Natural-language object grounding data
▼

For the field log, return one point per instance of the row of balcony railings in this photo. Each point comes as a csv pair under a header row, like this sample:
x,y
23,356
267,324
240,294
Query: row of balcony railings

▲
▼

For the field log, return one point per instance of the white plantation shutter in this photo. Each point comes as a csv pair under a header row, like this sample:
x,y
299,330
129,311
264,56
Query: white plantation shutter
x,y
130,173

▲

Tell how many lines above contain the word "railings". Give the number alone.

> _Reply_
2